### Input for this task
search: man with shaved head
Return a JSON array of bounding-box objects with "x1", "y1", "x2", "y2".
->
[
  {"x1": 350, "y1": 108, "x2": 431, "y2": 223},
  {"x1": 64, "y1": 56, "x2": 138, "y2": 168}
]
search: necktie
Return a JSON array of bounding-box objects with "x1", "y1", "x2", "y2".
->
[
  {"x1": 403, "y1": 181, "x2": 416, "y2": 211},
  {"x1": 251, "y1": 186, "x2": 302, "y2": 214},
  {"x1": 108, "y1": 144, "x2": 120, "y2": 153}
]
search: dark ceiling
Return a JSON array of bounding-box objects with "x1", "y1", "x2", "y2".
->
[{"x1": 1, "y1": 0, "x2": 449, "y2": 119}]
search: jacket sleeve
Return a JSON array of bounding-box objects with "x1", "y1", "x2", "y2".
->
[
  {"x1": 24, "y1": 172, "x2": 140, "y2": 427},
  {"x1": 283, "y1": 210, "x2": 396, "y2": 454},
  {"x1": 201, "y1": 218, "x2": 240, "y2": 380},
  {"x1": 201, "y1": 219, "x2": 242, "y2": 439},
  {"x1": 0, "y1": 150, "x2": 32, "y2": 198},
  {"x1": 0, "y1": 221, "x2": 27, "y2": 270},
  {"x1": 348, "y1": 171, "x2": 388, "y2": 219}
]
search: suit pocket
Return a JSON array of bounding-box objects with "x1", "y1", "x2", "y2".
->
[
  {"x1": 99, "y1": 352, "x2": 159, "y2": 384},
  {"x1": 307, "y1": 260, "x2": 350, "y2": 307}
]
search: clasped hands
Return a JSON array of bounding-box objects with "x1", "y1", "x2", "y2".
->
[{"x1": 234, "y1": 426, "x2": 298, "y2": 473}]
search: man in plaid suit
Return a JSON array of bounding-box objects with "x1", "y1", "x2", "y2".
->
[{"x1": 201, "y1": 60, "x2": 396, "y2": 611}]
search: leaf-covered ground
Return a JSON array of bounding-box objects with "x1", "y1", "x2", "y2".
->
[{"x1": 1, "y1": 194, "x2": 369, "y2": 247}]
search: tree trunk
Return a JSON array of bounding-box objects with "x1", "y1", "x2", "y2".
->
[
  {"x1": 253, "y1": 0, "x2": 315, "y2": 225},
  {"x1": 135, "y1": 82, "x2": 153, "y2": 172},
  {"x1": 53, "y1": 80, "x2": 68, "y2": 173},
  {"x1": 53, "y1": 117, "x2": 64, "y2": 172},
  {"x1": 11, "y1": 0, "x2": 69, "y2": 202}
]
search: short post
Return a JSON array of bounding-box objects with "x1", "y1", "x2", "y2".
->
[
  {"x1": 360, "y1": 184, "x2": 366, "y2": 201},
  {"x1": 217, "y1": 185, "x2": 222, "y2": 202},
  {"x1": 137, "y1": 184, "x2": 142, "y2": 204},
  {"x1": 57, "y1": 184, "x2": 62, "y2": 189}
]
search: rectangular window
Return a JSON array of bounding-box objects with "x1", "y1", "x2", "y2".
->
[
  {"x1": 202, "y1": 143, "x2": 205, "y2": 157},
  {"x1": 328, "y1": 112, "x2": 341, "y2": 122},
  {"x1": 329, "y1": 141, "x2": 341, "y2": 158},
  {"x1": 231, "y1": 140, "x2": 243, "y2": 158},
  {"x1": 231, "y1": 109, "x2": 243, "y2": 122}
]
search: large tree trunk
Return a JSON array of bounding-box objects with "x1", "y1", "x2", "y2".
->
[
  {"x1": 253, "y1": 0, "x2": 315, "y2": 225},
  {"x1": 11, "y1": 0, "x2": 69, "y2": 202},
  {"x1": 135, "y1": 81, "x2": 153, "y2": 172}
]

### Work to complete
Please give again the lines above between the line holding "search: rectangular window" and the line holding "search: large tree trunk", inclusive, exactly as they are and with nothing added.

### Exercise result
search: rectangular window
Return a JSON array of bounding-box objects with "x1", "y1", "x2", "y2".
->
[
  {"x1": 202, "y1": 143, "x2": 205, "y2": 157},
  {"x1": 328, "y1": 112, "x2": 341, "y2": 122},
  {"x1": 329, "y1": 141, "x2": 341, "y2": 158},
  {"x1": 231, "y1": 140, "x2": 243, "y2": 158},
  {"x1": 231, "y1": 109, "x2": 243, "y2": 122}
]
search: large tree trunk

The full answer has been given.